-- The task --
Please copy the data below line for line, without changing a single character.

-- Recorded data --

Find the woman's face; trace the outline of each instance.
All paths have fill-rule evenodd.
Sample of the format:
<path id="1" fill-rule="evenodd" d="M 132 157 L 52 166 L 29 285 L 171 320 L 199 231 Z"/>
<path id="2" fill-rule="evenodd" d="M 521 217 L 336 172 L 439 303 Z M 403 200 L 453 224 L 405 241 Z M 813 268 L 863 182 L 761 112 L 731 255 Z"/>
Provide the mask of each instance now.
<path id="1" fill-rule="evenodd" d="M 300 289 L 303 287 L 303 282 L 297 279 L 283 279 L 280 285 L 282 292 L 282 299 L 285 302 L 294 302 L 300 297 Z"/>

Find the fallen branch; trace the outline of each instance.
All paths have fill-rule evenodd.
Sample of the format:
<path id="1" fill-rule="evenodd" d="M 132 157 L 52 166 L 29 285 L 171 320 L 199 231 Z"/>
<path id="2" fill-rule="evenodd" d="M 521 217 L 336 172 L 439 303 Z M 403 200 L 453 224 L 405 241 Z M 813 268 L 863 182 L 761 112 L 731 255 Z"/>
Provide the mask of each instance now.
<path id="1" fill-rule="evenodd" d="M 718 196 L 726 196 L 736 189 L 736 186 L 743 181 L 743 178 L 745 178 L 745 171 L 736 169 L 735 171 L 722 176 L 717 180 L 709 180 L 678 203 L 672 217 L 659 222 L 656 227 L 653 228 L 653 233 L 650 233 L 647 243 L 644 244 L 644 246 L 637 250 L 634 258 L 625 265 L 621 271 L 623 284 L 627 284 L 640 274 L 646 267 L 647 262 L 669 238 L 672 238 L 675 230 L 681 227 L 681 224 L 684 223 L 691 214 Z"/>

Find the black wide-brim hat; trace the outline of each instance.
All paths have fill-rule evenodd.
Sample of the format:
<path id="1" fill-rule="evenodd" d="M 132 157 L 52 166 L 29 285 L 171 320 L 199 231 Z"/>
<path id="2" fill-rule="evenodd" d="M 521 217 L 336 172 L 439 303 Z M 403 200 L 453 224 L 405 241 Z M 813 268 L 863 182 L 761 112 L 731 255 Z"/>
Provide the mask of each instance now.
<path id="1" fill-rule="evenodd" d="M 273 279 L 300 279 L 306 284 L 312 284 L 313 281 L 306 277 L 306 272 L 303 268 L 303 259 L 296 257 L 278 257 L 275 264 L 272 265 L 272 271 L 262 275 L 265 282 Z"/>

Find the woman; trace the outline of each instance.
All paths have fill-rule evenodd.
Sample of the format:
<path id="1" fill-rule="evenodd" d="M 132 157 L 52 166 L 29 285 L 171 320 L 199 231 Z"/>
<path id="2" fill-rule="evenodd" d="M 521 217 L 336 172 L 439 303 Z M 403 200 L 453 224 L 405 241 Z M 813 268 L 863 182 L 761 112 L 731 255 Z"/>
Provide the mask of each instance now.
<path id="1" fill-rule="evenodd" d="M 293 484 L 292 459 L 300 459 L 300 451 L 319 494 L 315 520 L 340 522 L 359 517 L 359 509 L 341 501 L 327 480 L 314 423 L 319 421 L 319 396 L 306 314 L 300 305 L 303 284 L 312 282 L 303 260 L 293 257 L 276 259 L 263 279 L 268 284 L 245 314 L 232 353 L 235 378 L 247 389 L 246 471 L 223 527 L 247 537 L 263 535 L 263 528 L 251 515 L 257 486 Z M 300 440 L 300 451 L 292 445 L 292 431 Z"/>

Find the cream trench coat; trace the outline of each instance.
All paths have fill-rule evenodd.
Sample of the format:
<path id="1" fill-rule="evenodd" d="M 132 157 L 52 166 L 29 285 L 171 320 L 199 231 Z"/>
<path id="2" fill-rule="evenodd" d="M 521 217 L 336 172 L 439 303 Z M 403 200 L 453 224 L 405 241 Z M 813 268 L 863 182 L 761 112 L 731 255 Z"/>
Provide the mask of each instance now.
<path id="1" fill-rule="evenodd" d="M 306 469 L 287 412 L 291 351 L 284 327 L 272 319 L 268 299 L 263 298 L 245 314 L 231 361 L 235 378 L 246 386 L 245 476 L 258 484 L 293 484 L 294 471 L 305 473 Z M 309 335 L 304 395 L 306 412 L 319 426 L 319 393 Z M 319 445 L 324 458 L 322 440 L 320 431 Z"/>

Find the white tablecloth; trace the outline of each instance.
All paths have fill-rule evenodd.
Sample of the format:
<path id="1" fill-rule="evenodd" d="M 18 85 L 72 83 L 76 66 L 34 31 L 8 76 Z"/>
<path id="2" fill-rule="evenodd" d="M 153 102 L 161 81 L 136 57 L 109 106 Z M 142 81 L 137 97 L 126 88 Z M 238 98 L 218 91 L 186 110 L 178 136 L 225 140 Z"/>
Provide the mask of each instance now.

-- Answer to the problem --
Find the woman's face; trace the outline of each instance.
All paths have fill-rule evenodd.
Sample of the format:
<path id="1" fill-rule="evenodd" d="M 132 157 L 52 166 L 29 285 L 171 320 L 199 231 Z"/>
<path id="2" fill-rule="evenodd" d="M 521 217 L 336 172 L 439 303 Z M 403 200 L 453 224 L 405 241 Z M 813 268 L 863 182 L 761 112 L 731 255 Z"/>
Provide the mask of each instance now.
<path id="1" fill-rule="evenodd" d="M 300 289 L 303 287 L 303 282 L 297 279 L 283 279 L 280 285 L 282 292 L 282 299 L 285 302 L 294 302 L 300 297 Z"/>

Find the fallen branch; trace the outline of each instance.
All paths have fill-rule evenodd.
Sample of the format:
<path id="1" fill-rule="evenodd" d="M 132 157 L 52 166 L 29 285 L 171 320 L 199 231 Z"/>
<path id="2" fill-rule="evenodd" d="M 521 217 L 336 172 L 439 303 Z M 403 200 L 453 224 L 405 241 Z M 813 268 L 863 182 L 761 112 L 731 255 Z"/>
Provide the mask of each instance now.
<path id="1" fill-rule="evenodd" d="M 718 196 L 726 196 L 736 189 L 736 186 L 743 181 L 743 178 L 745 178 L 745 171 L 736 169 L 735 171 L 722 176 L 717 180 L 709 180 L 678 203 L 672 217 L 659 222 L 656 227 L 653 228 L 653 233 L 650 233 L 647 243 L 644 244 L 644 246 L 637 250 L 634 258 L 625 265 L 621 271 L 623 284 L 627 284 L 640 274 L 646 267 L 647 262 L 669 238 L 672 238 L 675 230 L 681 227 L 681 224 L 684 223 L 691 214 Z"/>

Find the black wide-brim hat; trace the outline of each instance.
All paths have fill-rule evenodd.
Sample of the format:
<path id="1" fill-rule="evenodd" d="M 132 157 L 52 166 L 29 285 L 171 320 L 199 231 Z"/>
<path id="2" fill-rule="evenodd" d="M 521 217 L 336 172 L 439 303 Z M 403 200 L 453 224 L 405 241 Z M 813 268 L 863 182 L 761 112 L 731 255 Z"/>
Provide the mask of each instance now.
<path id="1" fill-rule="evenodd" d="M 273 279 L 300 279 L 306 284 L 312 284 L 313 281 L 306 277 L 306 272 L 303 268 L 303 259 L 296 257 L 278 257 L 275 264 L 272 265 L 272 271 L 262 275 L 265 282 Z"/>

Find the woman; trace the outline of each instance.
All paths have fill-rule evenodd.
Sample of the format:
<path id="1" fill-rule="evenodd" d="M 132 157 L 52 166 L 29 285 L 171 320 L 199 231 Z"/>
<path id="2" fill-rule="evenodd" d="M 521 217 L 336 172 L 439 303 Z M 403 200 L 453 224 L 405 241 Z M 813 268 L 863 182 L 761 112 L 731 255 Z"/>
Provide the mask of each instance now.
<path id="1" fill-rule="evenodd" d="M 293 484 L 292 459 L 300 459 L 300 451 L 319 494 L 315 520 L 340 522 L 359 517 L 359 509 L 341 501 L 327 480 L 314 423 L 319 421 L 319 396 L 306 314 L 300 305 L 303 284 L 312 282 L 303 260 L 293 257 L 276 259 L 263 279 L 268 284 L 245 314 L 232 353 L 235 378 L 247 389 L 246 471 L 223 527 L 247 537 L 263 535 L 263 528 L 251 515 L 257 486 Z M 300 440 L 300 451 L 292 445 L 292 431 Z"/>

Find the cream trench coat; trace the outline of each instance.
All paths have fill-rule evenodd.
Sample of the format:
<path id="1" fill-rule="evenodd" d="M 132 157 L 52 166 L 29 285 L 171 320 L 199 231 Z"/>
<path id="2" fill-rule="evenodd" d="M 521 217 L 336 172 L 439 303 Z M 403 200 L 453 224 L 405 241 Z M 813 268 L 863 182 L 761 112 L 731 255 Z"/>
Provide the mask of each instance now.
<path id="1" fill-rule="evenodd" d="M 306 469 L 287 412 L 291 351 L 284 327 L 272 319 L 268 299 L 263 298 L 245 314 L 231 361 L 235 378 L 246 386 L 245 476 L 258 484 L 293 484 L 294 471 L 305 473 Z M 309 335 L 304 395 L 306 412 L 319 426 L 319 393 Z M 319 445 L 324 458 L 322 440 L 320 431 Z"/>

Find the white tablecloth; trace the outline of each instance.
All paths have fill-rule evenodd.
Sample of the format:
<path id="1" fill-rule="evenodd" d="M 18 85 L 72 83 L 76 66 L 34 31 L 8 76 Z"/>
<path id="2" fill-rule="evenodd" d="M 153 102 L 161 81 L 136 57 L 109 106 Z M 142 81 L 137 97 L 126 88 Z M 238 98 L 218 91 L 186 110 L 178 136 L 225 140 Z"/>
Provide the mask of each instance now.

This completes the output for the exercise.